▸ **GOAL**:
Output every line of the entries from the line containing "green grass, one" through the last, exactly, with no other content.

(Collection entries)
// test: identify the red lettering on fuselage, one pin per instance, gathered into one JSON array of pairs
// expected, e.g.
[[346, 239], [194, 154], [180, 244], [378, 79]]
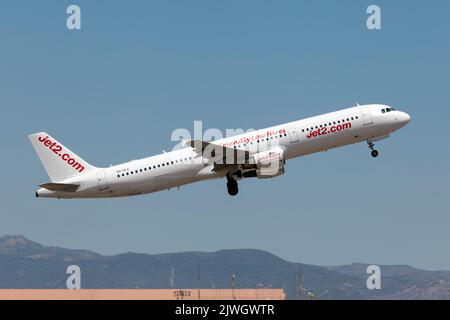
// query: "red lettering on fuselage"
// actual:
[[326, 130], [57, 150]]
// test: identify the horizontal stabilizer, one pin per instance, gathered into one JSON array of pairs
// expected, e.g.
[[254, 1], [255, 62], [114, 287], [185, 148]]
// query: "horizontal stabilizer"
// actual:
[[66, 187]]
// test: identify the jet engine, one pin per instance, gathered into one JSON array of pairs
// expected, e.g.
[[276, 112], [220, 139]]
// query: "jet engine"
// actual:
[[269, 164]]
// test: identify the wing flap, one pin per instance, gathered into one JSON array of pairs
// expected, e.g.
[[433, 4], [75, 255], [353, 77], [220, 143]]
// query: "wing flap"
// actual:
[[66, 187]]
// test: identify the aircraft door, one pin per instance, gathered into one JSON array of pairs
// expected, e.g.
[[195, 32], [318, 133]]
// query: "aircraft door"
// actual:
[[366, 116], [293, 137], [101, 181]]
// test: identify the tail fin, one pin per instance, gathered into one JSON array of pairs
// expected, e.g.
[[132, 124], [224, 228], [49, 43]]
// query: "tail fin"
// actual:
[[59, 162]]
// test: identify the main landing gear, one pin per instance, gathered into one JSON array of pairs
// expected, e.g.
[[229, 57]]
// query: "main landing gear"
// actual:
[[374, 152], [232, 186]]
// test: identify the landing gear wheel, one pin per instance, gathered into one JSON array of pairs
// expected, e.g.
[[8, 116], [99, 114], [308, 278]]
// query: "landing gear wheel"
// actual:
[[232, 186], [232, 191], [374, 153]]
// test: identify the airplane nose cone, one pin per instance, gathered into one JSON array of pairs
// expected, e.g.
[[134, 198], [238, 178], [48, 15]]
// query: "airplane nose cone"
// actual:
[[403, 118]]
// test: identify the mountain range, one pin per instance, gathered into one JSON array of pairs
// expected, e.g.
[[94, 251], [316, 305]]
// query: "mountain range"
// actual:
[[30, 265]]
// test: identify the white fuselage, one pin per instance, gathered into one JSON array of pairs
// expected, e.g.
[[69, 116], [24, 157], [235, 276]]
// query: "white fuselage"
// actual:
[[184, 166]]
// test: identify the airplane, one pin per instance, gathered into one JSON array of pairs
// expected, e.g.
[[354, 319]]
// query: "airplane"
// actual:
[[258, 154]]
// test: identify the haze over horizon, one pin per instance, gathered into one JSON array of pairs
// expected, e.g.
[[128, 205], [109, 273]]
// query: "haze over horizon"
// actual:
[[116, 90]]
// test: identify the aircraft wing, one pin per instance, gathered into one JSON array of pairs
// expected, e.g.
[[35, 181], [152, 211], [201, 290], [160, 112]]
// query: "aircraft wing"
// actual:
[[60, 187], [221, 156]]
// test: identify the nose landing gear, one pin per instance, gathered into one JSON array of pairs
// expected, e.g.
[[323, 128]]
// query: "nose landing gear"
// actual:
[[232, 186], [374, 152]]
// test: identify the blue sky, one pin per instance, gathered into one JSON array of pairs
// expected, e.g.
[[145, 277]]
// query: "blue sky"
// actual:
[[115, 91]]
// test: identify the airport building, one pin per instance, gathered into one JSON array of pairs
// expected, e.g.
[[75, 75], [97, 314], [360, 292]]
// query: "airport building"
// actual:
[[142, 294]]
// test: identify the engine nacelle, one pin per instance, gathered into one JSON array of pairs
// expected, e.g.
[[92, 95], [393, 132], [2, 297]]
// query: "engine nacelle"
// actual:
[[269, 163]]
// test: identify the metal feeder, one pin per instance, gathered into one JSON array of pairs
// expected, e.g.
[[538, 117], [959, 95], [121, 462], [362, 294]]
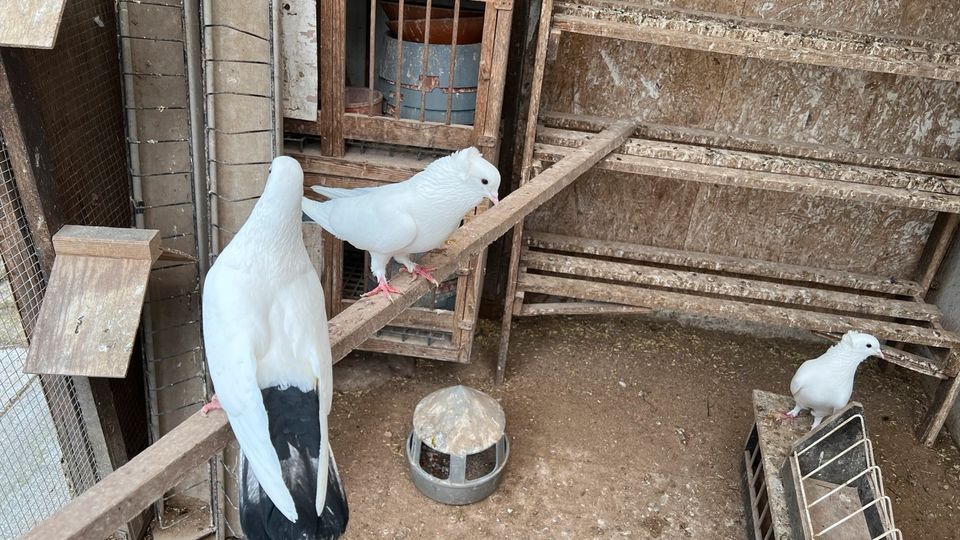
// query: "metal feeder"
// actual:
[[457, 448]]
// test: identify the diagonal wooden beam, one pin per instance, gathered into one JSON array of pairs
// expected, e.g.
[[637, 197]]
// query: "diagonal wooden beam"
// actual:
[[123, 494]]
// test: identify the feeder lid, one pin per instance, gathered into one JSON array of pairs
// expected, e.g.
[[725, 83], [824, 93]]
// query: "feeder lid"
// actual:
[[459, 420]]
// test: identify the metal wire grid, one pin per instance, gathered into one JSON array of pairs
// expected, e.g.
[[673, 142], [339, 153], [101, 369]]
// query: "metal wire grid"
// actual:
[[176, 379], [870, 474], [45, 453]]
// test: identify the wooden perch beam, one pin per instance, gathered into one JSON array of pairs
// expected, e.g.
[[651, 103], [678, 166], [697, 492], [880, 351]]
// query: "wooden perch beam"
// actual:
[[123, 494]]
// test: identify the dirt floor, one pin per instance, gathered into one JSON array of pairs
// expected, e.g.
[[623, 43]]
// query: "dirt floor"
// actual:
[[626, 427]]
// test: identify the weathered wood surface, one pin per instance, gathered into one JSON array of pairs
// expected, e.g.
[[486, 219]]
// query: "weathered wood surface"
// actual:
[[30, 23], [333, 26], [760, 39], [576, 308], [678, 168], [107, 242], [298, 25], [119, 497], [866, 157], [91, 309], [722, 263], [734, 287], [732, 309], [736, 159]]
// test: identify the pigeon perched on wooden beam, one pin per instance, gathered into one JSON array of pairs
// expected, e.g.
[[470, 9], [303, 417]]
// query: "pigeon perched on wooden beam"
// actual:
[[824, 385], [268, 351], [409, 217]]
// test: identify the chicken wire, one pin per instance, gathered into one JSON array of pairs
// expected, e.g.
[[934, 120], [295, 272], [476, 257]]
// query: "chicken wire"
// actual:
[[45, 454]]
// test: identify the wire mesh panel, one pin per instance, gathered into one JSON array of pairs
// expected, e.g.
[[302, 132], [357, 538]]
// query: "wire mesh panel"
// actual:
[[45, 454]]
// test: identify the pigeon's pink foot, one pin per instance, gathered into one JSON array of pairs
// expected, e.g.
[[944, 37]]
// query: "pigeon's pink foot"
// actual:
[[214, 404], [383, 288], [424, 272]]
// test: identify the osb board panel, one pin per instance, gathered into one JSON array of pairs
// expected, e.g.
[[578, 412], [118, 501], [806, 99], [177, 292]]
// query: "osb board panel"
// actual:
[[800, 103], [298, 27], [615, 79], [828, 106], [30, 23], [823, 233], [646, 210]]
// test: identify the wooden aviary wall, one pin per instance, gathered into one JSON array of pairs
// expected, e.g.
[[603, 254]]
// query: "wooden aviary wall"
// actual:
[[383, 143], [796, 165]]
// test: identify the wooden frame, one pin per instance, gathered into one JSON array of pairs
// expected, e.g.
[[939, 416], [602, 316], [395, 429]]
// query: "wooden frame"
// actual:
[[643, 277], [336, 165], [121, 495]]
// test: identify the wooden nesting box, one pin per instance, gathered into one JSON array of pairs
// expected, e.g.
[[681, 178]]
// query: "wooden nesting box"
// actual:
[[732, 211], [441, 84]]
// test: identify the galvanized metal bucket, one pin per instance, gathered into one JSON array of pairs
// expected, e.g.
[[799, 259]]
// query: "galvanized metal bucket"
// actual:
[[435, 82]]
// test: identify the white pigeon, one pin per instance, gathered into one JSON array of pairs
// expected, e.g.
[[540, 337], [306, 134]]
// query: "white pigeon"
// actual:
[[413, 216], [825, 384], [265, 333]]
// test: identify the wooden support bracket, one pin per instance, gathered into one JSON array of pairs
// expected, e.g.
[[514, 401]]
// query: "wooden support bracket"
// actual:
[[91, 310]]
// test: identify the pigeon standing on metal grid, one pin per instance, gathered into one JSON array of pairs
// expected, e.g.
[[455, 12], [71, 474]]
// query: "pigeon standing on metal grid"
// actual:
[[825, 384], [413, 216], [268, 350]]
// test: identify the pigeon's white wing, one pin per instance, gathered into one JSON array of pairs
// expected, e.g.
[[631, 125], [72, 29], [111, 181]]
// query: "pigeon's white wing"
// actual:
[[375, 222], [235, 334], [307, 329]]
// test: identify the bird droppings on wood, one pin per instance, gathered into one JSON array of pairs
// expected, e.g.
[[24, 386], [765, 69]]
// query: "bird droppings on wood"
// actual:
[[592, 459]]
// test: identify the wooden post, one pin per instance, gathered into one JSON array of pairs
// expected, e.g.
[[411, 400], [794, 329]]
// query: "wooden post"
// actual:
[[509, 302], [333, 25]]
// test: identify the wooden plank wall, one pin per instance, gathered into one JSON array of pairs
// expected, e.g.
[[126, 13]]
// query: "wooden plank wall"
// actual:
[[792, 102]]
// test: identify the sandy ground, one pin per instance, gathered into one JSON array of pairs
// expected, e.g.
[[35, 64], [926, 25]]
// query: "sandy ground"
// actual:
[[624, 427]]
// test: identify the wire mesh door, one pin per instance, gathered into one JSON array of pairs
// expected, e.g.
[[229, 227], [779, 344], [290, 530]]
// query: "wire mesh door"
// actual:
[[45, 453]]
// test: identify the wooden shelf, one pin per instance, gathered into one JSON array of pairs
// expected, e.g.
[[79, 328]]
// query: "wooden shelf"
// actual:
[[709, 158], [760, 39], [735, 288]]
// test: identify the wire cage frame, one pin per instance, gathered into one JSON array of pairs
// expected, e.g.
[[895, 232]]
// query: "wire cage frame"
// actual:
[[834, 468]]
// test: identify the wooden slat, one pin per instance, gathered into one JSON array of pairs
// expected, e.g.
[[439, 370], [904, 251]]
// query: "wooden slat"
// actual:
[[735, 287], [760, 39], [107, 242], [577, 308], [716, 139], [351, 327], [30, 23], [333, 26], [120, 496], [736, 159], [678, 169], [722, 263], [732, 309]]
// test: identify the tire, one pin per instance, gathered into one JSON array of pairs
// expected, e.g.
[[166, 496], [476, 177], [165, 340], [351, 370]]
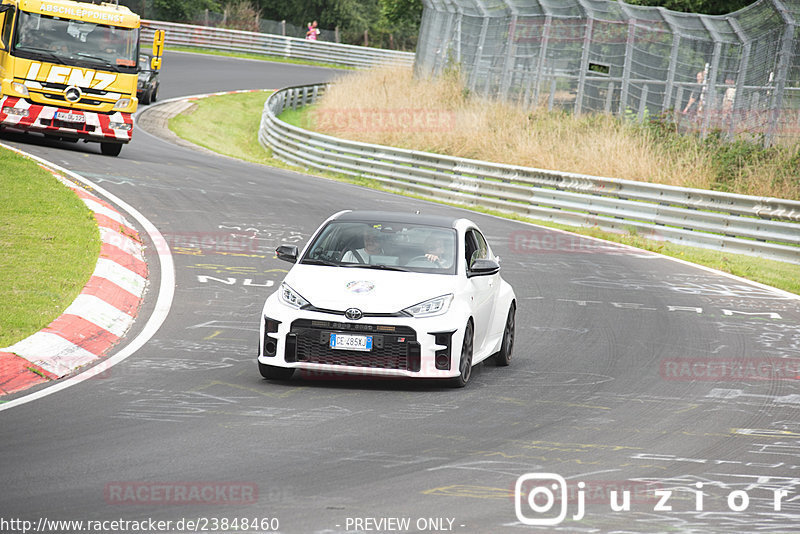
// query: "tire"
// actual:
[[270, 372], [111, 149], [503, 358], [465, 362]]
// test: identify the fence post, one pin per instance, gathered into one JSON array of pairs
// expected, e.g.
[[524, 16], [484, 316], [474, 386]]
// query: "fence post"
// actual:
[[643, 103], [609, 97], [548, 20], [784, 55], [738, 95], [587, 42], [626, 69]]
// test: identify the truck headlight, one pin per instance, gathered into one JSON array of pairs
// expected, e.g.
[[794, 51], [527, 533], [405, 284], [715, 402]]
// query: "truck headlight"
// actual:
[[16, 112], [20, 88], [431, 307]]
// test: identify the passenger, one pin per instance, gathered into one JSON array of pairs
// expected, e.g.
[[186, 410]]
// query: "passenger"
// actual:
[[372, 247]]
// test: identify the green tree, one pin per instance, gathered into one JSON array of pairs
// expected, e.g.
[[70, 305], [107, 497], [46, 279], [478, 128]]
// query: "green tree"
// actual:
[[708, 7], [182, 10]]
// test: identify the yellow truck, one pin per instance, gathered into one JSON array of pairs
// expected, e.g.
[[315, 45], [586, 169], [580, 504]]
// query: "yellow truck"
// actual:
[[69, 70]]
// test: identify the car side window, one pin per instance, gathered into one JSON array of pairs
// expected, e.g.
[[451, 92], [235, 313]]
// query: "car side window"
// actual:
[[470, 247]]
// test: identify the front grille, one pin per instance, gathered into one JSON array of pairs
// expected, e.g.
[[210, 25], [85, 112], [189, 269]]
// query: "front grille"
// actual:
[[393, 347]]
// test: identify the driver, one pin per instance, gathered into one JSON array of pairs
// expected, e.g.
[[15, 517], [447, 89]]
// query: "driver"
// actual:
[[372, 247], [438, 252]]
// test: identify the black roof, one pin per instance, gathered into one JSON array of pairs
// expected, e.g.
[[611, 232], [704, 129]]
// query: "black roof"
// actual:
[[399, 217]]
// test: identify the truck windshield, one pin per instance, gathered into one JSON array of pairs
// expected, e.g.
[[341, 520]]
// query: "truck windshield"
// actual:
[[75, 42]]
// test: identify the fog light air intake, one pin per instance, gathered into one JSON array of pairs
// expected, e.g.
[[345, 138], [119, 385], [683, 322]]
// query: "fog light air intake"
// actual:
[[270, 343], [442, 356]]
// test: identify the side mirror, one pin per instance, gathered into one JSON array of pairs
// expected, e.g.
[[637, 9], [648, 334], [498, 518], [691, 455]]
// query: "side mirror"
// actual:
[[158, 49], [482, 267], [287, 253]]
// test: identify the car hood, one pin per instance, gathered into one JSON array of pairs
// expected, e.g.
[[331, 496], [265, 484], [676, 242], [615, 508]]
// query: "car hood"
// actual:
[[370, 290]]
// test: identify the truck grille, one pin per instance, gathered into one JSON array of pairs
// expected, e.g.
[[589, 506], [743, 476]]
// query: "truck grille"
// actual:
[[393, 347]]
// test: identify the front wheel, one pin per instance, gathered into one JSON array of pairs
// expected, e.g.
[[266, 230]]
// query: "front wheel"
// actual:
[[465, 362], [111, 149], [503, 358], [271, 372]]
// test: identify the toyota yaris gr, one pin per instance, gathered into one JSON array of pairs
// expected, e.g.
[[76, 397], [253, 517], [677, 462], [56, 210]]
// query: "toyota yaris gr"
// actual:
[[389, 295]]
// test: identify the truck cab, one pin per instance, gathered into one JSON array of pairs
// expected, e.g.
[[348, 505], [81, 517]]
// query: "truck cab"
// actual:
[[69, 70]]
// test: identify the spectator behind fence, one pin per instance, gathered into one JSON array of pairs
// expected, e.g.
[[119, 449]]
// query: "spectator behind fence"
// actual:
[[698, 96], [313, 31]]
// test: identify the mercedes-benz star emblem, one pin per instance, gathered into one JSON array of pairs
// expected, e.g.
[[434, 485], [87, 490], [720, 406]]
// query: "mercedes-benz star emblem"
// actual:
[[354, 314], [73, 94]]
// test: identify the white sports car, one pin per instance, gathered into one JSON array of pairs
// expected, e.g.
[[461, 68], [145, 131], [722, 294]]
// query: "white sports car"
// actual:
[[391, 295]]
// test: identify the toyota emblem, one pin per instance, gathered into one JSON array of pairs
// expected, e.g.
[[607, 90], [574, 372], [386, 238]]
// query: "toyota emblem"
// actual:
[[354, 314], [73, 94]]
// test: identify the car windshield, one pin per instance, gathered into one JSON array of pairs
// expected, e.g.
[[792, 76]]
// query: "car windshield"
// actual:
[[75, 42], [385, 245]]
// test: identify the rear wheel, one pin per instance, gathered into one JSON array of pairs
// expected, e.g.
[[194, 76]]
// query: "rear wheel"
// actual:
[[465, 362], [271, 372], [111, 149], [503, 358]]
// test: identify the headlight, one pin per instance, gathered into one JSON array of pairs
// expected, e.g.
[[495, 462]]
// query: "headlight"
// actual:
[[20, 88], [16, 112], [292, 298], [429, 308]]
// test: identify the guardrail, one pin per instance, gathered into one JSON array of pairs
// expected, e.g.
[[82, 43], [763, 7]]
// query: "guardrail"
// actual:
[[273, 45], [758, 226]]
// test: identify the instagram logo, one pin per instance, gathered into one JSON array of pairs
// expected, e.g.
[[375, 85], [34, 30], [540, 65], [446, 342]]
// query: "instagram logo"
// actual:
[[538, 493]]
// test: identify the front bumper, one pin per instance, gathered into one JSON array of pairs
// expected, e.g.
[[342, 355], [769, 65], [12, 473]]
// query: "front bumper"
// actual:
[[401, 346], [20, 114]]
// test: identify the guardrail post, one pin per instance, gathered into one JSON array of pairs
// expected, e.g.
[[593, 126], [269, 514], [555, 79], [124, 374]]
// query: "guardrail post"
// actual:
[[643, 104]]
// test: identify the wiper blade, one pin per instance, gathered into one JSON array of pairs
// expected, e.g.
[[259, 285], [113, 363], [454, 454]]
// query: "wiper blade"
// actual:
[[314, 261], [382, 267], [42, 51], [104, 61]]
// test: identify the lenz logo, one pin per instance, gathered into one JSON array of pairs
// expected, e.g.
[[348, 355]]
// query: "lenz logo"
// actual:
[[77, 77]]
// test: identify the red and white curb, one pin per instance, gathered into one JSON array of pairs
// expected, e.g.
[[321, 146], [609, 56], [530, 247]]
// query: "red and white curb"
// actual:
[[97, 319]]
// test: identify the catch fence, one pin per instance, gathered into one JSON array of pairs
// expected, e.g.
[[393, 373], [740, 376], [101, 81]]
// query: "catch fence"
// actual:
[[737, 73]]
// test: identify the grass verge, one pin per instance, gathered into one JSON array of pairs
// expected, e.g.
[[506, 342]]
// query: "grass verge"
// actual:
[[50, 245], [201, 125]]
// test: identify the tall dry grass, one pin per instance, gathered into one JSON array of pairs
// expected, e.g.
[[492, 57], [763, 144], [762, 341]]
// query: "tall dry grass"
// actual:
[[388, 105]]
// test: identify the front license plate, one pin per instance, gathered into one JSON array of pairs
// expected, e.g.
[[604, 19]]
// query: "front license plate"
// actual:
[[351, 342], [70, 117]]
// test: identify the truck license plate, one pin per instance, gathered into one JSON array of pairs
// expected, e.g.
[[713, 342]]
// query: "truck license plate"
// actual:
[[70, 117]]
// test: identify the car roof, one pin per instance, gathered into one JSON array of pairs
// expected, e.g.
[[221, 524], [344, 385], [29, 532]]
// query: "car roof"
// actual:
[[399, 217]]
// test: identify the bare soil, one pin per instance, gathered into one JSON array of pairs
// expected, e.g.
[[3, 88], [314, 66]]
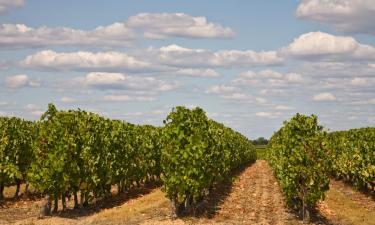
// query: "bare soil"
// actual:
[[252, 196]]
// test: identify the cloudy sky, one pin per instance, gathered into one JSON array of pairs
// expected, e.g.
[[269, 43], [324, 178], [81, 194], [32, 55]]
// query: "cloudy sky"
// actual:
[[248, 64]]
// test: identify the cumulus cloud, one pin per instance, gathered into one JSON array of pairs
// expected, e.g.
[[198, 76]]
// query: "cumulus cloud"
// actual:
[[68, 100], [173, 58], [267, 78], [326, 47], [117, 34], [174, 55], [120, 81], [5, 5], [19, 81], [128, 98], [198, 72], [323, 97], [351, 16], [269, 115], [221, 89], [166, 25], [51, 60], [283, 107], [22, 36]]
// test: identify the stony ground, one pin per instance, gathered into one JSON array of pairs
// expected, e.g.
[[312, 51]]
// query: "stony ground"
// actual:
[[253, 197]]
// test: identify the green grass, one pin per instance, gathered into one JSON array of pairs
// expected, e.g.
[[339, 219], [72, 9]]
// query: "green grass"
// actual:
[[261, 151]]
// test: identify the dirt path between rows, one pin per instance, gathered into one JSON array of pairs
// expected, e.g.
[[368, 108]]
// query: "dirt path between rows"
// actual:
[[254, 197]]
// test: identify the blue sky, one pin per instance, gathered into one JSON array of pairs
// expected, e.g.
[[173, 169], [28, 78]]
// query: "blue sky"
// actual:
[[248, 64]]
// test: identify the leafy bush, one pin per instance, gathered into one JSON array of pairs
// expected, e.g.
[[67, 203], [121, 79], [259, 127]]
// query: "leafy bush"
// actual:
[[196, 153], [352, 155], [298, 156]]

▸ **THE SOLUTION**:
// test: identify the green grass, one pin per instance, gathered into one JSON array of pairs
// expected, e.g.
[[339, 219], [72, 9]]
// query: "green grass"
// actual:
[[261, 151]]
// test: identify the dirt path between rows, one pin per instance, gathered into one JSON array of pairs
// expected, e.g.
[[368, 108]]
// query: "dirt path between rows"
// actual:
[[254, 197]]
// test: identify the blue sky, one pin per instance, gathered into one JSON array of pairs
// expected, e.g.
[[173, 169], [28, 78]]
// query: "blue sky"
// actual:
[[248, 64]]
// test: identify the leafy bush, one pin per instance, gathered into one JSON array of pairs
// expected, e.g.
[[67, 203], [121, 79], [259, 127]]
// query: "leafy bush"
// actual:
[[196, 153], [352, 155], [298, 156]]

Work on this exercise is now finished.